* **Selected text**:
══════════════════════════════
I was thinking about this: since bup is not stable yet (e.g. not 1.0 yet, and in need of lots of more work), should I put an "(EXPERIMENTAL)" notice on bup's description in the .helper ?

I don't like adding stuff that depends on the current state of bup inside backupninja source code that much: in the future, one may get an upgrade for bup, but not backupninja, and the warning would not make sense.

On the other hand, if future changes in bup are likely to break the backupninja handler and helper you've been working on, yes, this warning looks like a good idea to me. Unfortunately.

#7 Updated by micah almost 6 years ago

WOW! I just saw the stupid mistake I had made: I confused "puppet-backupninja" with "backupninja" ... the repository posted above is wrong. I deleted the above branch from puppet-backupninja (which made no sense ... how was I able to push this from my backupninja repository? ..) and pushed the right thing this time in the right repository. sorry for the bad mixup.

Weird, this sounds like a gitosis bug that you uncovered.

We have a 'backupninja' repository that (according to gitosis), you
don't have access to push to, same with a repository called
"module_backupninja" which is riseup's internal backupninja module that
we publish as part of the puppet modules effort, which you also aren't
configured to have access to. Then there is the 'shared-backupninja'
repository that you are configured to have access to.

I wonder if the - in the names confuses gitosis and is allowing you
access to things that you aren't supposed to have.

Well, another reason to switch away from gitosis to gitolite, which is
maintained...

micah

#8 Updated by LeLutin almost 6 years ago

micah wrote:

WOW! I just saw the stupid mistake I had made: I confused "puppet-backupninja" with "backupninja" ... the repository posted above is wrong. I deleted the above branch from puppet-backupninja (which made no sense ... how was I able to push this from my backupninja repository? ..) and pushed the right thing this time in the right repository. sorry for the bad mixup.
══════════════════════════════
Excerpts from a point labeling dataset
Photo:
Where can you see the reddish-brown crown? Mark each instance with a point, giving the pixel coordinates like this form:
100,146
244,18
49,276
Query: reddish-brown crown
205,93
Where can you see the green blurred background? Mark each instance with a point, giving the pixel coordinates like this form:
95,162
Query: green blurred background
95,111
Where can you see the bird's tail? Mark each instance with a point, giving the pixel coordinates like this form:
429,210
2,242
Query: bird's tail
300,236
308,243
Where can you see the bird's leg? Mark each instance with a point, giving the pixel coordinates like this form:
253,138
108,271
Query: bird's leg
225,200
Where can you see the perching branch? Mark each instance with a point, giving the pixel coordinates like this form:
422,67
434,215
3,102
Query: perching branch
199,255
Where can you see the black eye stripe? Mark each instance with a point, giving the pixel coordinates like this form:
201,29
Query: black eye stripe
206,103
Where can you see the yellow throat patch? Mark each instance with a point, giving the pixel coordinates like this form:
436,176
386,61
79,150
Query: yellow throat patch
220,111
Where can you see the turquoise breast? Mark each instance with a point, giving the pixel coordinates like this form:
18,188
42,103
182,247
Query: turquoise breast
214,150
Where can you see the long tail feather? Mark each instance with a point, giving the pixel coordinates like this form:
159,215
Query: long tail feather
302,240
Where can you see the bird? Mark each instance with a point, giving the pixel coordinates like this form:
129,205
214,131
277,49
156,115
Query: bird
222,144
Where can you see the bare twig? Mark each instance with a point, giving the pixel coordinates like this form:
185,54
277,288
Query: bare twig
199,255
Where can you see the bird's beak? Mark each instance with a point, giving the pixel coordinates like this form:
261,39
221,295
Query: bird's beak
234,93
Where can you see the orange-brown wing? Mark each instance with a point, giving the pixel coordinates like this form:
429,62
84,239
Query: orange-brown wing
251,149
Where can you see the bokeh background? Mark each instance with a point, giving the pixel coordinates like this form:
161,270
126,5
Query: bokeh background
══════════════════════════════
* **Problem to solve**: In the forum thread, echo the passage running from "I was thinking" to "not make sense." word for word. Work only from the forum thread itself.

* **Result**:
I was thinking about this: since bup is not stable yet (e.g. not 1.0 yet, and in need of lots of more work), should I put an "(EXPERIMENTAL)" notice on bup's description in the .helper ?

I don't like adding stuff that depends on the current state of bup inside backupninja source code that much: in the future, one may get an upgrade for bup, but not backupninja, and the warning would not make sense.